● Available records:
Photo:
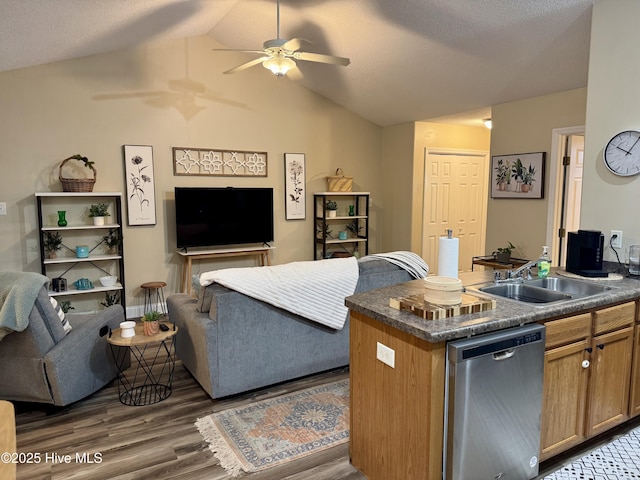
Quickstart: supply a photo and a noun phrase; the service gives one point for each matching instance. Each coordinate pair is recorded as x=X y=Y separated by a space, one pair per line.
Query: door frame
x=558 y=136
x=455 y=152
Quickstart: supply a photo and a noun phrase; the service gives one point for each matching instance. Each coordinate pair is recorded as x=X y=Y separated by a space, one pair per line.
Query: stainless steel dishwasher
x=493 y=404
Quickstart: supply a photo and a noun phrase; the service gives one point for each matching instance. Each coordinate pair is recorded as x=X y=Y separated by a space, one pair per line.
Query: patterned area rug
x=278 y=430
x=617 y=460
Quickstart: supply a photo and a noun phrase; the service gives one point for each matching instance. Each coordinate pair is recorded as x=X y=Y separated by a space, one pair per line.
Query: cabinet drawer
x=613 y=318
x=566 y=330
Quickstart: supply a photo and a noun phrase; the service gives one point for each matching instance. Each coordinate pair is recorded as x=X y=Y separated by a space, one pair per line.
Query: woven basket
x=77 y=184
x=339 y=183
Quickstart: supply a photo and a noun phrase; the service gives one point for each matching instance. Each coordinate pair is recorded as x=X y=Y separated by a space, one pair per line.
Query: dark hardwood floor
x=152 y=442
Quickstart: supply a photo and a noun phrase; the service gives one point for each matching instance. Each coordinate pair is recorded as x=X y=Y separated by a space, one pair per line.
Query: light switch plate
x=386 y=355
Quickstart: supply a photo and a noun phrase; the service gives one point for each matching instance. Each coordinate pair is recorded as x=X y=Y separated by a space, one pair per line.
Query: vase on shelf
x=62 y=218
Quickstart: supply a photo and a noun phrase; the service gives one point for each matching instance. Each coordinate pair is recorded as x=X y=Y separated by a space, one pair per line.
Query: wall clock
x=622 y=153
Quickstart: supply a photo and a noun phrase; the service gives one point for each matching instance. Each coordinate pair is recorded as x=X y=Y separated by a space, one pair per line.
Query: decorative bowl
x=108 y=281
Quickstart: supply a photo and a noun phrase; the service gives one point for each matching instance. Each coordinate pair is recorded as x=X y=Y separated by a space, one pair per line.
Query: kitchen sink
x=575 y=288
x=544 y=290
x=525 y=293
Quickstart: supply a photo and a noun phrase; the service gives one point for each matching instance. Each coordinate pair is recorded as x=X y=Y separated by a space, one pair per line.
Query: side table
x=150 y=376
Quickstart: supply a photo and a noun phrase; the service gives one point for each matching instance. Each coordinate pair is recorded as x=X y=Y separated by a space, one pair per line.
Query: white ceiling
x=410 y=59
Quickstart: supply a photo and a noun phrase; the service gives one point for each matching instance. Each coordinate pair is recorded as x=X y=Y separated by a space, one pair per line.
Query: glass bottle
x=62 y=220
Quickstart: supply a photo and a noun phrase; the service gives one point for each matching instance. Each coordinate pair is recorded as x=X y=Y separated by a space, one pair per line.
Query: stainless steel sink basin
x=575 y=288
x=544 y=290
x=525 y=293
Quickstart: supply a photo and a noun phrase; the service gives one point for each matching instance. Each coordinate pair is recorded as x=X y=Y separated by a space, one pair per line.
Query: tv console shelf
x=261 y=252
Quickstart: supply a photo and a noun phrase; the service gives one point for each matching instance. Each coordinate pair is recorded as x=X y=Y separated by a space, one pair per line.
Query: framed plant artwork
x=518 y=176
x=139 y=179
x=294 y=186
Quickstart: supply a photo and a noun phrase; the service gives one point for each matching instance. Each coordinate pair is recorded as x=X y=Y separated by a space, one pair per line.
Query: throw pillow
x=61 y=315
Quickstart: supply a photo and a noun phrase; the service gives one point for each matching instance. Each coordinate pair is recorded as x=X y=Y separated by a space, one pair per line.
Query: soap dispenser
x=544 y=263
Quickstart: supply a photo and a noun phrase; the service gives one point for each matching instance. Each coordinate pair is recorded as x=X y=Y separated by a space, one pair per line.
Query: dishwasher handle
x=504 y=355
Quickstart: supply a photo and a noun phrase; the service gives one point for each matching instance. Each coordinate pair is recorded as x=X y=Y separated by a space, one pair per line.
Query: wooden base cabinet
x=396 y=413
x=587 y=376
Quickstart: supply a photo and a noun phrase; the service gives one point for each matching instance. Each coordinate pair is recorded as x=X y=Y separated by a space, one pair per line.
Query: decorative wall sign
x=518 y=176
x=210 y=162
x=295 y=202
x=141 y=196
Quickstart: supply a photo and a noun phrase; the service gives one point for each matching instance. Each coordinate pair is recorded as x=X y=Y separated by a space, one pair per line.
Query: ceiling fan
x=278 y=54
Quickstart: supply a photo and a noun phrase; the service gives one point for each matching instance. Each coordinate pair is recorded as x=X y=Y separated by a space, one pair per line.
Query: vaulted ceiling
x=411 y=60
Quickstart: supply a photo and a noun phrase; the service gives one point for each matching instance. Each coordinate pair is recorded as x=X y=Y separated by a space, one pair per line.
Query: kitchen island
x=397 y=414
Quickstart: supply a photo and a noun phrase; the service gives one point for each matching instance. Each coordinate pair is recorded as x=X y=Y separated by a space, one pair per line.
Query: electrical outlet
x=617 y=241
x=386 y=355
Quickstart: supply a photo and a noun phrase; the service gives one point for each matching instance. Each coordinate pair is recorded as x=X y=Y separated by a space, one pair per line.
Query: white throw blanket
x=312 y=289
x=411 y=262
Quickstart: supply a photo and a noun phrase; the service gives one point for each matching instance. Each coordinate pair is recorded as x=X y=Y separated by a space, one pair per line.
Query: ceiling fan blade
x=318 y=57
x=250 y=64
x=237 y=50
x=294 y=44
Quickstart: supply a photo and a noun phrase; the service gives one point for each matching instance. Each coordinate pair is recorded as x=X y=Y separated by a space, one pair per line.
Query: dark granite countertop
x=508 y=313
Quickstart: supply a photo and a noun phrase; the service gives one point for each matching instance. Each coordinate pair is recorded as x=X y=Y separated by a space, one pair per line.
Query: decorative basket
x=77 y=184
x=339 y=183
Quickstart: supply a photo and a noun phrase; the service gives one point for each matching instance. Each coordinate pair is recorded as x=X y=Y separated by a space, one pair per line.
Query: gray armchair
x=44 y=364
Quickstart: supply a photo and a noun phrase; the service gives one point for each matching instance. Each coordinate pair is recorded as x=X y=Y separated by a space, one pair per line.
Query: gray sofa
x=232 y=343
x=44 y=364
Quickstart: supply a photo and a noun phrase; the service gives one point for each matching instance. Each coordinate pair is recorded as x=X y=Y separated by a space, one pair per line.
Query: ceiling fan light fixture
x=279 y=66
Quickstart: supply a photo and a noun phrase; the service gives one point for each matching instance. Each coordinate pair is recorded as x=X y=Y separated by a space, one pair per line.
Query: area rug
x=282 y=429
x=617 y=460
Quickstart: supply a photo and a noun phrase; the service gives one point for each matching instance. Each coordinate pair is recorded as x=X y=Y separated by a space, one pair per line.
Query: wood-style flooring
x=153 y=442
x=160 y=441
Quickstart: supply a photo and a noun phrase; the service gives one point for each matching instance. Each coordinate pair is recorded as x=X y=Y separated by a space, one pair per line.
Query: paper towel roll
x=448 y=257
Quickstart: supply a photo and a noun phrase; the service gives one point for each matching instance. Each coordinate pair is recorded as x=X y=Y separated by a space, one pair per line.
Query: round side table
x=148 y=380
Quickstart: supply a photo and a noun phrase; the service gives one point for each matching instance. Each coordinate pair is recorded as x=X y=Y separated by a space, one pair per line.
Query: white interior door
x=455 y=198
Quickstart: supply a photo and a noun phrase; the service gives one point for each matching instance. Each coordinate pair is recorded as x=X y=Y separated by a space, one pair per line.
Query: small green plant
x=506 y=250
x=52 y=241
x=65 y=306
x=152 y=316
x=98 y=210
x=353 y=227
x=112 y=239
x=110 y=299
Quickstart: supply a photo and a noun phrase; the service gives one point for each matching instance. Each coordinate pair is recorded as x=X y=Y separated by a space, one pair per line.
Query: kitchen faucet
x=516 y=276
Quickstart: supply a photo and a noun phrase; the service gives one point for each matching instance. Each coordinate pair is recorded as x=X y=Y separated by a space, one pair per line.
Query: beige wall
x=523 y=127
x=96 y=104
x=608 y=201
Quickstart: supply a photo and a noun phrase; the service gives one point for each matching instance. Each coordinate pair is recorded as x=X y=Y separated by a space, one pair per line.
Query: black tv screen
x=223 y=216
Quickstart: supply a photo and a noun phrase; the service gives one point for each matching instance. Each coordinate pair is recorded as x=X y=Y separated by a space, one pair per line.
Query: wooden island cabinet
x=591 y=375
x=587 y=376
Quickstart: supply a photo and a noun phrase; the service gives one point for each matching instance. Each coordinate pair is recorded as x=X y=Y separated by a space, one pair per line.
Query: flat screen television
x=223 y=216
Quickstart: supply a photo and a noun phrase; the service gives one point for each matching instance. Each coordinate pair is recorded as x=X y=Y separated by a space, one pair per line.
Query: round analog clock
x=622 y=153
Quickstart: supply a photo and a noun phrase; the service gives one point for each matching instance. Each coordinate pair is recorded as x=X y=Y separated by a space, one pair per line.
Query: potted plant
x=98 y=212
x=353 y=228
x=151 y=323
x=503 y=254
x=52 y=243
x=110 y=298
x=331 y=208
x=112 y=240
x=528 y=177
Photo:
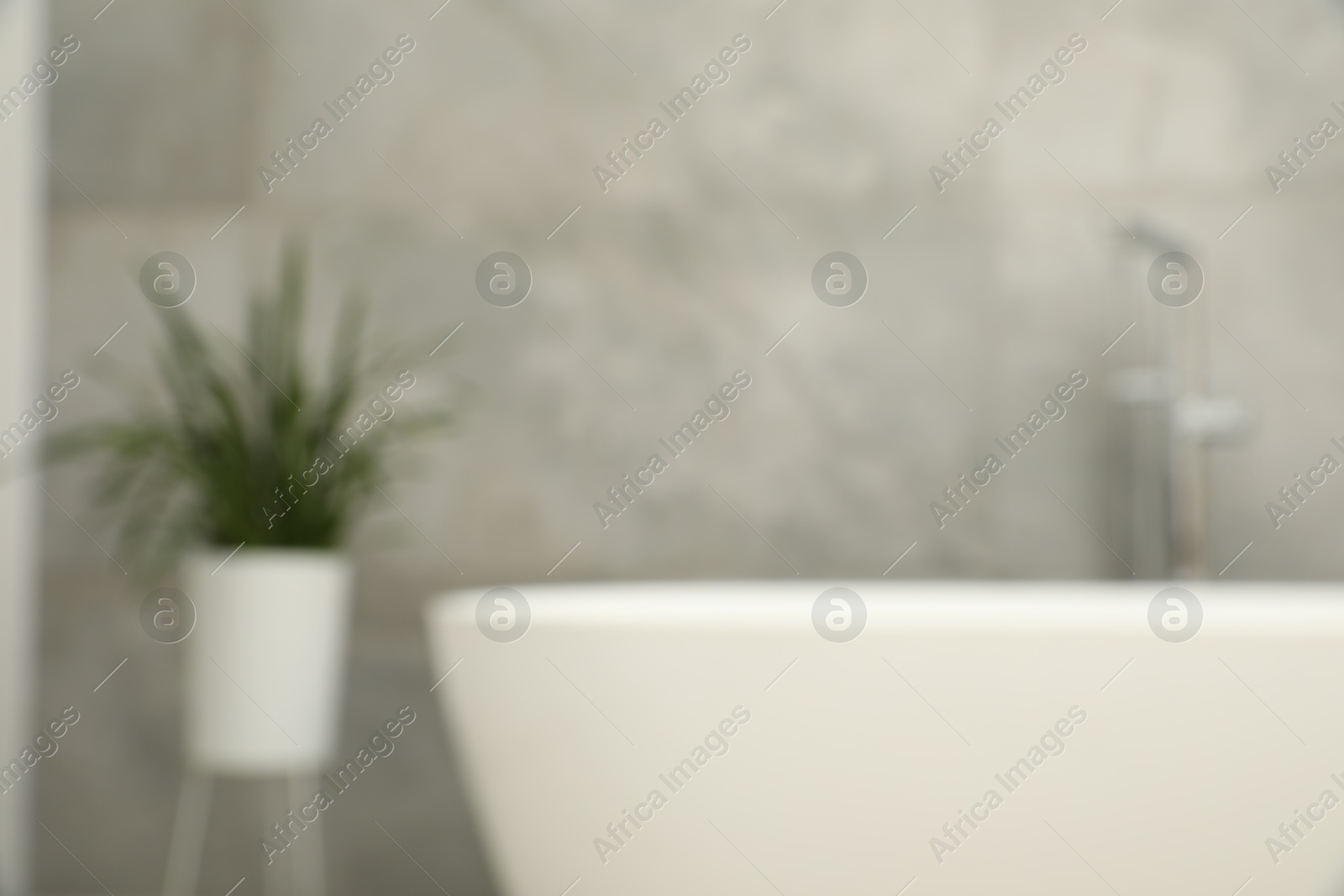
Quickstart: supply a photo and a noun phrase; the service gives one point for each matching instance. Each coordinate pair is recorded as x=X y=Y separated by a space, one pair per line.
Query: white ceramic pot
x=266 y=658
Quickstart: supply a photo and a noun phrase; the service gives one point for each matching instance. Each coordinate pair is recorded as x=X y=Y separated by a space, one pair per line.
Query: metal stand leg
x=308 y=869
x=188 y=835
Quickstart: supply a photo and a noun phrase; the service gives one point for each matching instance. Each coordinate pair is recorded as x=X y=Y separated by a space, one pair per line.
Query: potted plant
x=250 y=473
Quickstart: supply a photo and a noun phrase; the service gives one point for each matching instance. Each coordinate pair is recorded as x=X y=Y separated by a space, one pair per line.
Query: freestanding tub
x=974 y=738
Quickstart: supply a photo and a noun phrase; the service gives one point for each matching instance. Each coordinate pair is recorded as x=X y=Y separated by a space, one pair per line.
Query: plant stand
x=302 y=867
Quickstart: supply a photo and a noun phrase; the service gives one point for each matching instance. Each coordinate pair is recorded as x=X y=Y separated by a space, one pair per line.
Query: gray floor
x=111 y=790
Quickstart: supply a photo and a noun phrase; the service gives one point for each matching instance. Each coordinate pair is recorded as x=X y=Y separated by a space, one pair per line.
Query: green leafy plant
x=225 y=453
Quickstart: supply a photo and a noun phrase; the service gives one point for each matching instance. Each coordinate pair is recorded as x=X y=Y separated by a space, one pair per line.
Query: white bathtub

● Requirements: Please gather every line in the items above that contains the word "steel".

● Exercise answer:
Query: stainless steel dishwasher
Query: stainless steel sink basin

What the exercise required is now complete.